Directives:
A: Using the description of the maiolica charger, explain why the clam shell shapes on the rim and the particular characters in the scene were probably chosen.
B: Carry on the description of the maiolica charger, picking up after its last sentence.

Extract:
○ ○ ○ ○
The early blue and white maiolica charger is hand-painted with a mythological scene depicting Neptune with his putti attendants, a robed figure flys through the sky and another dives into the sea. The charger is moulded with a border of shell shaped panels and bosses painted alternating landscape village scenes and putto figures. The large and smaller clam shell shapes on the rim, and the specific characters depicted within the scene were probably indicative of maritime symbolism which would have had significance to the owners at the time. The putti May indicate that the plate was commissioned to commemorate a union of marriage.

The term ‘maiolica’ refers to tin-glazed earthenware ceramics made during the Italian Renaissance. The light opaque background is overpainted with cobalt blue decoration, visually similar to Chinese porcelain which European factories sought to replicate.
○ ○ ○ ○
Data excerpts:
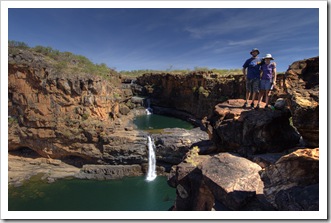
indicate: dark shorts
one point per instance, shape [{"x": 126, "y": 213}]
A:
[
  {"x": 253, "y": 85},
  {"x": 265, "y": 85}
]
○ ○ ○ ○
Answers by task:
A: They were probably meant as maritime symbolism that would have held significance for the charger's owners at the time.

B:
Created in the late 17th Century, the back of the charger bears a monogram mark of a shield over ‘GAG’. This mark was used specifically by Giovanni Antonio Guidobono (1631-1685) the grandfather of Savona maiolica painting. His sons Bartolomeo and Domenico followed his tradition and were among the principal decorative painters active in Liguria and Piedmont in the late 17th and first half of the 18th century. Bartolomeo and Domenico worked in both fresco and oil and they often collaborated, making their work sometimes difficult to distinguish. They were active in Savona, Turin and Genoa. Guidobono received a wage to produce royal pottery by Victor Amadeus II (Vittorio Amedeo Francesco; 14 May 1666[1] – 31 October 1732) was Duke of Savoy from 1675 to 1730.

See two related Savona Chargers in the publication by Oreste Ferrari and Guiseppe Scavizzi, “Maioliche Seicento e Settecento”, Milan 1965, pp. 72-73.

Note: historical repair to a hairline crack.